** start MATERIAL **

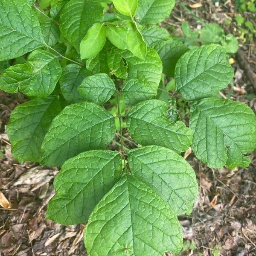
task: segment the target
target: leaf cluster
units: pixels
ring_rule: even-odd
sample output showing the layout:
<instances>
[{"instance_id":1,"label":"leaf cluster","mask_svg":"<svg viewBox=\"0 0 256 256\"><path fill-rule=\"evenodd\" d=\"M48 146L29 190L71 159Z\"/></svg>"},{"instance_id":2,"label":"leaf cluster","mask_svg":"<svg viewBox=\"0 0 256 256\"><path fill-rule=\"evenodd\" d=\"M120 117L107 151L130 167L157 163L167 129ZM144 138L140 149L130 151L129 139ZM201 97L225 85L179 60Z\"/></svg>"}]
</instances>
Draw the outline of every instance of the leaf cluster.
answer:
<instances>
[{"instance_id":1,"label":"leaf cluster","mask_svg":"<svg viewBox=\"0 0 256 256\"><path fill-rule=\"evenodd\" d=\"M1 66L0 89L30 99L7 125L14 157L61 167L47 218L87 223L91 256L178 253L177 215L198 189L180 153L246 167L256 147L252 110L216 96L233 76L225 50L190 50L159 26L174 0L53 0L44 14L34 2L0 0L0 61L29 54ZM189 128L163 77L191 106ZM124 120L138 146L126 151ZM120 151L106 149L116 134Z\"/></svg>"}]
</instances>

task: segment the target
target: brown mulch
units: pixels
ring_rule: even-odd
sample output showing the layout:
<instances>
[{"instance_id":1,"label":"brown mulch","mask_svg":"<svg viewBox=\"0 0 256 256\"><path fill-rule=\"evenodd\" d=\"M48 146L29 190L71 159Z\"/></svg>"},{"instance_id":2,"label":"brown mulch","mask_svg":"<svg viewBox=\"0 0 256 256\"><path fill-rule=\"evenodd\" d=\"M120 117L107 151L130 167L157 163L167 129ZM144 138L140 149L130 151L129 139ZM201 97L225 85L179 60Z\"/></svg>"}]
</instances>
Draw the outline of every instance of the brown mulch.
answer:
<instances>
[{"instance_id":1,"label":"brown mulch","mask_svg":"<svg viewBox=\"0 0 256 256\"><path fill-rule=\"evenodd\" d=\"M204 20L221 24L225 19L233 20L235 12L231 1L220 3L218 7L210 1L202 3L201 9L194 11ZM175 24L178 32L183 20L194 29L200 25L177 6L167 21L169 25ZM233 23L226 28L236 33L235 28ZM254 74L256 51L252 47L255 45L254 38L241 48ZM256 113L253 85L244 65L239 65L239 56L232 57L235 61L233 86L223 90L223 96L231 94L231 99L248 104ZM58 169L29 162L20 164L12 156L6 126L12 110L26 100L21 94L0 91L0 150L3 154L3 157L0 154L0 201L11 207L0 207L0 255L86 256L83 225L64 226L44 219ZM187 160L196 172L199 193L191 215L179 217L184 239L180 255L256 255L256 152L251 154L248 168L233 170L209 168L192 153L188 154Z\"/></svg>"}]
</instances>

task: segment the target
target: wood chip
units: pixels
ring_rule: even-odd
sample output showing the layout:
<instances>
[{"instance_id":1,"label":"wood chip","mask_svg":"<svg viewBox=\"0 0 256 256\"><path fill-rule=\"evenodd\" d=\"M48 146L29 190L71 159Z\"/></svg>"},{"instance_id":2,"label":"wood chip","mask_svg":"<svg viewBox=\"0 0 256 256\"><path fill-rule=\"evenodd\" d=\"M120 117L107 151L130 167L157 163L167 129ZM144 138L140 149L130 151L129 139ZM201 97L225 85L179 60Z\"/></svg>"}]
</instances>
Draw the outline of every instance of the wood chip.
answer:
<instances>
[{"instance_id":1,"label":"wood chip","mask_svg":"<svg viewBox=\"0 0 256 256\"><path fill-rule=\"evenodd\" d=\"M4 196L4 195L0 191L0 205L5 209L11 208L11 204Z\"/></svg>"},{"instance_id":2,"label":"wood chip","mask_svg":"<svg viewBox=\"0 0 256 256\"><path fill-rule=\"evenodd\" d=\"M202 4L202 3L200 2L189 5L189 7L191 8L198 8L199 7L201 7L203 5Z\"/></svg>"}]
</instances>

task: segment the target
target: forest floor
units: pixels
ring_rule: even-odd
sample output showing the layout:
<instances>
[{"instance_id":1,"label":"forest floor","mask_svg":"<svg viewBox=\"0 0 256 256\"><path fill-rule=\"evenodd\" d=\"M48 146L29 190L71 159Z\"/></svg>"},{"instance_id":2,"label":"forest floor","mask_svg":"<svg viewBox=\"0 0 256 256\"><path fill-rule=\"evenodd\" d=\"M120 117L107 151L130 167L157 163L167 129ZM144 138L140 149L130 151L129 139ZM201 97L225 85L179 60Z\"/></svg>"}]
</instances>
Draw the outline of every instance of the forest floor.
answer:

** end MATERIAL **

Count the lines in the rows above that contain the string "leaf", treating uppercase and lowercase as different. Reply with only the number.

4